#### EXERCISE DESCRIPTION
Reproduce the entire court opinion below word for word.

#### READING PASSAGE
———

Lothrop v. Arnold

25 Me. 136 | Me. | 1845

The opinion of the Court was by

Shepley J.

This case is presented by a bill of exceptions taken to the acceptance of a report of referees. This was formerly regarded as a discretionary power, and the exercise of it as not subject to a revision, in this mode. Walker v. Sanborn, 8 Greenl. 288. By the Revised Statutes, c. 138, <§> 13, it is provided, that either party may file exceptions to any decision of the District Court accepting or rejecting a report. And by the additional act of April 7, 1845, to amend that chapter, it is provided, that the judgment of the District Court in accepting, rejecting, or recommitting, the report of referees shall be deemed so far matter of law as to be subject upon *139exceptions thereto to revision in the Supreme Judicial Court, with discretionary power to accept, reject, or recommit, the same according to the equity of the case.

The plaintiff brought an action of trespass against the defendant for taking and selling a wagon and harness and other property. The defendant admitted and justified the taking and selling as an officer, by virtue of certain executions in his hands for service against John Lothrop. The action having been referred a report was made to the District Court, in which the referees have stated, that the wagon and harness were the property of the plaintiff and of John Lothrop jointly; that the defendant was not notified of the plaintiff’s joint interest in them; that he was justified in seizing and selling them; and that he should not be liable to the plaintiff for any money arising from the sale of them.

———

#### DATASET CONTENT
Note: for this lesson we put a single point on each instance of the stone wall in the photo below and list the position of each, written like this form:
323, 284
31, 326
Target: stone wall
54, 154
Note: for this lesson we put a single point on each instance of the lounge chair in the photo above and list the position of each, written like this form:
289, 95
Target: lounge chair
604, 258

———

#### SOLUTION TO THIS TASK
Lothrop v. Arnold

25 Me. 136 | Me. | 1845

The opinion of the Court was by

Shepley J.

This case is presented by a bill of exceptions taken to the acceptance of a report of referees. This was formerly regarded as a discretionary power, and the exercise of it as not subject to a revision, in this mode. Walker v. Sanborn, 8 Greenl. 288. By the Revised Statutes, c. 138, <§> 13, it is provided, that either party may file exceptions to any decision of the District Court accepting or rejecting a report. And by the additional act of April 7, 1845, to amend that chapter, it is provided, that the judgment of the District Court in accepting, rejecting, or recommitting, the report of referees shall be deemed so far matter of law as to be subject upon *139exceptions thereto to revision in the Supreme Judicial Court, with discretionary power to accept, reject, or recommit, the same according to the equity of the case.

The plaintiff brought an action of trespass against the defendant for taking and selling a wagon and harness and other property. The defendant admitted and justified the taking and selling as an officer, by virtue of certain executions in his hands for service against John Lothrop. The action having been referred a report was made to the District Court, in which the referees have stated, that the wagon and harness were the property of the plaintiff and of John Lothrop jointly; that the defendant was not notified of the plaintiff’s joint interest in them; that he was justified in seizing and selling them; and that he should not be liable to the plaintiff for any money arising from the sale of them.